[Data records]
-*-
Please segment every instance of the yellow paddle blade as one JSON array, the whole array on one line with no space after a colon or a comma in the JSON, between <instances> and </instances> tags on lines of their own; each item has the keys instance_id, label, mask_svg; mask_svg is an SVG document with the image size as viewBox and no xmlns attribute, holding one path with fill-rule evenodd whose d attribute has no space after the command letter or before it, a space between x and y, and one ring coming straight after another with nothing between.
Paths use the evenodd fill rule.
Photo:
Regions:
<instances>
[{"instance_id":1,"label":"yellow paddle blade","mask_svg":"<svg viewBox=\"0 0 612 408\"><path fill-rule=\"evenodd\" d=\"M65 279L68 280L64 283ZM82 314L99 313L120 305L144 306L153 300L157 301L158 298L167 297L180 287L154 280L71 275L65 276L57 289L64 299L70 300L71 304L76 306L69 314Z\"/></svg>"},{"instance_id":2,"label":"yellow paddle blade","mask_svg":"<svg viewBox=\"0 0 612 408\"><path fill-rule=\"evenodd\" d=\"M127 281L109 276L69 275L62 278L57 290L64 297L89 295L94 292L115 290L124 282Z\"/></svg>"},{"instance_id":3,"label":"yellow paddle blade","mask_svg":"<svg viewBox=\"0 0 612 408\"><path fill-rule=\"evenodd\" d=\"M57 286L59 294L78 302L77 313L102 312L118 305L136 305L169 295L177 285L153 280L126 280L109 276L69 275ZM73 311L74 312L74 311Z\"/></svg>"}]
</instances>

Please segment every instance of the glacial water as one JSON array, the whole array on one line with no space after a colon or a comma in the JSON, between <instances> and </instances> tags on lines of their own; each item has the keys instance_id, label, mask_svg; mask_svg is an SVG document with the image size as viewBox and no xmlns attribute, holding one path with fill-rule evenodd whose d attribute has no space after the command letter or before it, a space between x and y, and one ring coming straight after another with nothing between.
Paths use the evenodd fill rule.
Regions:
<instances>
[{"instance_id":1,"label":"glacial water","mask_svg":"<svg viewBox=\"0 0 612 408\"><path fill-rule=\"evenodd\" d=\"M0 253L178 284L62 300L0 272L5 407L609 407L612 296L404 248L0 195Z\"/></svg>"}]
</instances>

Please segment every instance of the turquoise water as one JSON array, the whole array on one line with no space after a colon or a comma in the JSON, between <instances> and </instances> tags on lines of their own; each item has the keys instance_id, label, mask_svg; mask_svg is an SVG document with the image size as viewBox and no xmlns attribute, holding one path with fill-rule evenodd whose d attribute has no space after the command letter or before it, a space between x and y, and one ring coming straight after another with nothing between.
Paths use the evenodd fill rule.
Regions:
-*-
__Problem description__. Could you reproduce every record exactly as written?

__Answer__.
Please segment every instance of the yellow paddle blade as one JSON array, the whole array on one line with no space after a colon or a comma in the JSON, between <instances> and </instances> tags on lines of their own; each item has the keys instance_id, label, mask_svg; mask_svg is an SVG document with the image size as viewBox and no xmlns attribute, holding one path with fill-rule evenodd whose d attribute has no space after the command letter or before it, a space between x and y, and one ring coming straight after another with nothing between.
Paths use the evenodd fill rule.
Photo:
Regions:
<instances>
[{"instance_id":1,"label":"yellow paddle blade","mask_svg":"<svg viewBox=\"0 0 612 408\"><path fill-rule=\"evenodd\" d=\"M65 279L68 280L64 283ZM82 314L99 313L120 305L144 306L153 300L157 301L158 298L167 297L180 287L154 280L71 275L65 276L57 289L64 299L70 300L71 304L76 306L69 314Z\"/></svg>"},{"instance_id":2,"label":"yellow paddle blade","mask_svg":"<svg viewBox=\"0 0 612 408\"><path fill-rule=\"evenodd\" d=\"M127 281L109 276L69 275L62 278L57 290L64 297L89 295L94 292L115 290L124 282Z\"/></svg>"},{"instance_id":3,"label":"yellow paddle blade","mask_svg":"<svg viewBox=\"0 0 612 408\"><path fill-rule=\"evenodd\" d=\"M57 286L59 294L78 302L77 313L102 312L118 305L136 305L169 295L177 285L153 280L126 280L109 276L69 275ZM73 311L74 312L74 311Z\"/></svg>"}]
</instances>

Please segment every instance of the glacial water as one JSON array, the whole array on one line with no space after a colon or a comma in the JSON, between <instances> and </instances> tags on lines of their own; each item has the keys instance_id, label, mask_svg; mask_svg is an SVG document with the image size as viewBox and no xmlns attribute, holding one path with fill-rule evenodd whose d attribute has no space after the command letter or before it, a space between x and y, and one ring coming straight after another with nothing between.
Paths use the evenodd fill rule.
Regions:
<instances>
[{"instance_id":1,"label":"glacial water","mask_svg":"<svg viewBox=\"0 0 612 408\"><path fill-rule=\"evenodd\" d=\"M0 253L178 284L62 300L0 272L5 407L609 407L612 296L404 248L0 195Z\"/></svg>"}]
</instances>

Please segment every instance of the turquoise water as one JSON array, the whole array on one line with no space after a colon or a comma in the JSON, between <instances> and </instances> tags on lines of their own; each item has the keys instance_id, label, mask_svg; mask_svg is an SVG document with the image size as viewBox and no xmlns attribute, holding one path with fill-rule evenodd whose d attribute has no space after the command letter or before it, a space between x and y, and one ring coming straight after another with nothing between.
Paths use the evenodd fill rule.
Regions:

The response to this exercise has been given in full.